> DO THIS:
Copy every line of the data below word for word, without changing a single character.

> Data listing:
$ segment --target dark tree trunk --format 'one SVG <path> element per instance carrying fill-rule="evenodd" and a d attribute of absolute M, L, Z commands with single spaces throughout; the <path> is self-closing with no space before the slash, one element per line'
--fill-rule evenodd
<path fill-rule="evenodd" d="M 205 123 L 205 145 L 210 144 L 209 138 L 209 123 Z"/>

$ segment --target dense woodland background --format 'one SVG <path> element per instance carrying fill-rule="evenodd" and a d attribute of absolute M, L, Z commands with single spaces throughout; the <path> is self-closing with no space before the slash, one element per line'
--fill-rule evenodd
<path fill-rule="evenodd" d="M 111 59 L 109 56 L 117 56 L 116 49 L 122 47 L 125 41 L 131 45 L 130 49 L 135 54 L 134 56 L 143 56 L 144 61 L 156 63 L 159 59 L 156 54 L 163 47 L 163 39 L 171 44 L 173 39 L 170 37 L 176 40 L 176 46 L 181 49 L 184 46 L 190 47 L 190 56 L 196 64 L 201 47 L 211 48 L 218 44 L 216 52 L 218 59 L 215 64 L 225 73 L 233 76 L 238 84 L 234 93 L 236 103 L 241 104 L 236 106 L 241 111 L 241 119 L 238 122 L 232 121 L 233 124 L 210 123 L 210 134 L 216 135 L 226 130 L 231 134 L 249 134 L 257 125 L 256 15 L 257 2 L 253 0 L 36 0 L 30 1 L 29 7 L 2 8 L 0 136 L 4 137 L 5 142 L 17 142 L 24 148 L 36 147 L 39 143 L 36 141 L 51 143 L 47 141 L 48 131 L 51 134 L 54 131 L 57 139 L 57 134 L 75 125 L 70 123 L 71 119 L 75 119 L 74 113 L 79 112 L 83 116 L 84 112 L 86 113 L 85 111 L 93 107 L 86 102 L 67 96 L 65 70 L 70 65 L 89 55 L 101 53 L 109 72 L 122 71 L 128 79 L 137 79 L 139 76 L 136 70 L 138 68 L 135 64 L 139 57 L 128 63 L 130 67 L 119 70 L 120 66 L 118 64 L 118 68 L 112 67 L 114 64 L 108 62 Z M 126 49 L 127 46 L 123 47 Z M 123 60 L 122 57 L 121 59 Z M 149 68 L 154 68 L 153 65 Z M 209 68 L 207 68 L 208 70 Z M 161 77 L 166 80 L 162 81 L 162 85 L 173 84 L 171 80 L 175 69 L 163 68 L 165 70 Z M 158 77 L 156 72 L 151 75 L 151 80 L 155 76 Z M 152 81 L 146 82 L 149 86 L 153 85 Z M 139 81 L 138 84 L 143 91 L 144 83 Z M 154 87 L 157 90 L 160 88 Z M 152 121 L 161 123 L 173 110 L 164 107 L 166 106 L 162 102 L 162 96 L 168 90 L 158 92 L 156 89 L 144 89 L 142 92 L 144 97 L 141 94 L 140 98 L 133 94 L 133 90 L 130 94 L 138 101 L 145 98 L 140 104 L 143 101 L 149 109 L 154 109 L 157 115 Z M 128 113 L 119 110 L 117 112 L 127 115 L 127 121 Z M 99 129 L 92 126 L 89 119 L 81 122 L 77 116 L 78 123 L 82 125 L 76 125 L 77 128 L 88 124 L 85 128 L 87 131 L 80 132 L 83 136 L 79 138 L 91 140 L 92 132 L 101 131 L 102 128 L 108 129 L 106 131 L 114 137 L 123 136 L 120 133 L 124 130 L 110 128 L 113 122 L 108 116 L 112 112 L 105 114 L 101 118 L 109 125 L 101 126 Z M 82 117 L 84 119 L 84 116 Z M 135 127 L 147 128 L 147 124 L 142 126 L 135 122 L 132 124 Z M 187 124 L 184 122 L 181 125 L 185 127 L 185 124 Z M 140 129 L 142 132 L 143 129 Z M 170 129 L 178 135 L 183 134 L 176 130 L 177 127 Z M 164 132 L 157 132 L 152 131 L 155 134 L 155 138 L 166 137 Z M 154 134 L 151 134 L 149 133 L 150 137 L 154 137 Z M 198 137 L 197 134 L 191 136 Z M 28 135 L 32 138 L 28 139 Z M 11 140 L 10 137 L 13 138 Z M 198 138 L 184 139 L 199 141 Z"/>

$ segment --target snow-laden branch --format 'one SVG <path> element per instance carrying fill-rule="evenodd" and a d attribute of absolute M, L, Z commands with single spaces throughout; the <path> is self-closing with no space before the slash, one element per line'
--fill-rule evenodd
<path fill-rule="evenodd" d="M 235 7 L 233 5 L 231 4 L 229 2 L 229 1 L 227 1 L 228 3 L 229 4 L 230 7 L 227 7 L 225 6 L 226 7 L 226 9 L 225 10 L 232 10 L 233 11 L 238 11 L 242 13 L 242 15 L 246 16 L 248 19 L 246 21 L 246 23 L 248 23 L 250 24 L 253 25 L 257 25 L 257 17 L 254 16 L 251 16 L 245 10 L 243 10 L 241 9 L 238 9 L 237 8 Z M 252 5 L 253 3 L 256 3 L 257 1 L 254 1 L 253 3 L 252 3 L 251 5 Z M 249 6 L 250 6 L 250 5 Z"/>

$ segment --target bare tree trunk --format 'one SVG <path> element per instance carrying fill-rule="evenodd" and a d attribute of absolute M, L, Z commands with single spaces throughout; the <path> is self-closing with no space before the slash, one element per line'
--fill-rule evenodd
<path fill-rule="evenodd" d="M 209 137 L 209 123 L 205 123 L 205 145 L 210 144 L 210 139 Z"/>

> OUTPUT OF THE TASK:
$ segment --target dark tree trunk --format 'one SVG <path> element per instance carrying fill-rule="evenodd" and a d attribute of absolute M, L, Z commands with single spaces throughout; the <path> is self-closing with no space before the slash, one element per line'
--fill-rule evenodd
<path fill-rule="evenodd" d="M 205 123 L 205 145 L 210 144 L 209 138 L 209 123 Z"/>

$ segment --target dense woodland background --format 'one SVG <path> element per instance carrying fill-rule="evenodd" and a d attribute of absolute M, L, Z commands with single spaces throughout; the <path> is self-closing with no space before the slash, one element per line'
--fill-rule evenodd
<path fill-rule="evenodd" d="M 111 59 L 109 56 L 117 56 L 116 49 L 122 47 L 125 41 L 131 45 L 130 49 L 135 54 L 134 56 L 143 56 L 144 61 L 156 63 L 159 59 L 156 54 L 163 47 L 163 39 L 171 44 L 173 39 L 170 37 L 176 40 L 176 46 L 181 49 L 184 46 L 190 47 L 190 56 L 196 64 L 201 47 L 211 48 L 218 44 L 216 52 L 218 59 L 215 64 L 225 73 L 233 76 L 238 84 L 234 93 L 236 103 L 241 104 L 236 106 L 241 111 L 241 119 L 238 122 L 232 121 L 233 124 L 210 123 L 210 134 L 216 135 L 226 130 L 231 134 L 249 134 L 257 125 L 256 15 L 257 2 L 253 0 L 36 0 L 30 1 L 29 7 L 2 8 L 0 136 L 4 137 L 5 142 L 17 142 L 24 148 L 36 147 L 39 143 L 36 141 L 51 143 L 47 141 L 48 131 L 51 134 L 54 131 L 57 139 L 57 134 L 75 125 L 70 123 L 71 119 L 75 119 L 74 113 L 79 112 L 83 116 L 84 112 L 86 113 L 85 111 L 93 107 L 86 102 L 67 96 L 65 70 L 70 65 L 89 55 L 101 53 L 109 72 L 122 71 L 128 79 L 137 79 L 139 76 L 136 70 L 138 68 L 135 64 L 139 57 L 128 63 L 130 67 L 119 70 L 120 66 L 118 64 L 118 68 L 112 67 L 114 64 L 108 62 Z M 126 49 L 127 46 L 123 47 Z M 123 60 L 122 57 L 121 59 Z M 149 68 L 154 68 L 153 65 Z M 209 68 L 207 68 L 208 70 Z M 161 77 L 166 80 L 162 81 L 162 85 L 173 84 L 171 80 L 175 69 L 163 68 L 165 70 Z M 158 77 L 156 72 L 151 75 L 151 80 L 155 76 Z M 152 81 L 146 82 L 149 86 L 153 85 Z M 139 81 L 138 84 L 143 91 L 144 83 Z M 154 87 L 157 90 L 160 88 Z M 152 121 L 161 123 L 173 110 L 164 107 L 166 106 L 162 102 L 162 96 L 168 90 L 158 92 L 156 89 L 144 89 L 142 92 L 144 97 L 141 94 L 140 98 L 133 94 L 133 90 L 130 94 L 138 101 L 145 98 L 140 104 L 143 101 L 149 109 L 154 109 L 157 115 Z M 128 113 L 119 110 L 117 112 L 127 115 L 127 121 Z M 99 129 L 92 126 L 89 119 L 81 122 L 77 116 L 78 123 L 82 125 L 76 125 L 77 128 L 88 124 L 85 128 L 87 131 L 80 132 L 83 136 L 79 138 L 91 140 L 92 132 L 101 131 L 102 128 L 108 129 L 106 131 L 114 137 L 123 136 L 120 133 L 124 130 L 110 128 L 113 122 L 108 116 L 112 112 L 105 114 L 101 118 L 109 125 L 101 126 Z M 82 117 L 84 119 L 84 116 Z M 135 127 L 147 128 L 147 124 L 142 126 L 135 122 L 132 124 Z M 187 124 L 184 122 L 181 125 L 185 127 L 185 124 Z M 140 129 L 142 132 L 143 129 Z M 170 129 L 178 135 L 183 134 L 176 130 L 177 127 Z M 164 132 L 157 132 L 152 131 L 155 134 L 155 138 L 166 137 Z M 154 134 L 151 134 L 149 133 L 150 137 L 154 137 Z M 198 137 L 197 134 L 191 136 Z M 28 135 L 32 138 L 28 139 Z M 11 140 L 10 137 L 13 138 Z M 198 138 L 184 139 L 199 141 Z"/>

$ segment --target snow-laden branch --format 'one SVG <path> element per instance carrying fill-rule="evenodd" and a d attribute of absolute M, L, Z commands with single spaces throughout; the <path> is self-closing with no space before the slash, one element per line'
--fill-rule evenodd
<path fill-rule="evenodd" d="M 235 7 L 233 5 L 231 4 L 229 2 L 229 1 L 227 1 L 228 3 L 229 4 L 230 7 L 227 7 L 225 6 L 226 7 L 226 9 L 225 10 L 232 10 L 233 11 L 238 11 L 242 13 L 242 15 L 246 16 L 248 19 L 246 21 L 246 23 L 248 23 L 250 24 L 253 25 L 257 25 L 257 17 L 254 16 L 251 16 L 245 10 L 243 10 L 241 9 L 238 9 L 237 8 Z M 252 5 L 253 3 L 256 3 L 257 1 L 254 1 L 253 3 L 252 3 L 251 5 Z M 249 6 L 250 6 L 250 5 Z"/>

$ segment --target bare tree trunk --format 'one SVG <path> element per instance carrying fill-rule="evenodd" and a d attribute of absolute M, L, Z commands with single spaces throughout; the <path> is self-closing with no space before the slash, one element per line'
--fill-rule evenodd
<path fill-rule="evenodd" d="M 209 137 L 209 123 L 205 123 L 205 145 L 210 144 L 210 139 Z"/>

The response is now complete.